======== SOURCE EXTRACT ========
Bill Of Particulars Definition and Legal Meaning
On this page, you'll find the legal definition and meaning of Bill Of Particulars, written in plain English, along with examples of how it is used.
What is Bill Of Particulars?
(n) Bill of Particulars is the informal detailing of the claim or demand amount made by a party which assists the defendant to study and evaluate the basis of the claim. Eg. In a claim for damages details showing the principal amount as per the agreement, incidental losses, indirect losses, interest etc to sum up the total damages claimed.
History and Meaning of Bill Of Particulars
A Bill of Particulars is a document submitted by the plaintiff in a lawsuit that details the facts, charges, and/or evidence that will be presented in the case. The document serves two main purposes: to inform the defendant of the specific details of the plaintiff's claim, and to provide a framework for the defendant to prepare a defense.
The concept of a Bill of Particulars dates back to English common law, where it was used as a way to prevent surprise or uncertainty in legal proceedings. In the United States, Bills of Particulars are usually used in civil cases, although they may be requested in criminal cases as well.
Examples of Bill Of Particulars
- In a breach of contract lawsuit, the plaintiff submits a Bill of Particulars outlining the specific breach, the damages suffered, and any other relevant information.
- In a personal injury lawsuit, the plaintiff includes a Bill of Particulars detailing the injuries sustained, the medical treatment received, and the estimated cost of future medical care.
- In a discrimination lawsuit, the plaintiff might submit a Bill of Particulars outlining specific instances of discriminatory behavior, including dates, times, and locations.
Legal Terms Similar to Bill Of Particulars
- Complaint: a legal document filed by a plaintiff that initiates a lawsuit by making specific allegations against the defendant.
- Indictment: a formal accusation of a crime handed down by a grand jury after they review evidence and determine that there is enough cause to bring charges.
- Information: a formal charging document filed by a prosecutor that accuses a defendant of a crime and outlines the evidence against them.
======== DATA EXTRACT ========
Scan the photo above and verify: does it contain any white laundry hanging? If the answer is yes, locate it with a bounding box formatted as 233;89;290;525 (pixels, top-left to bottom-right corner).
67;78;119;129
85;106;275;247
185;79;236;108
========
ACTIVITY – Using the Bill of Particulars definition page, explain in one to three sentences why English common law used a Bill of Particulars.

FINAL ANSWER – English common law used a Bill of Particulars to prevent surprise or uncertainty in legal proceedings.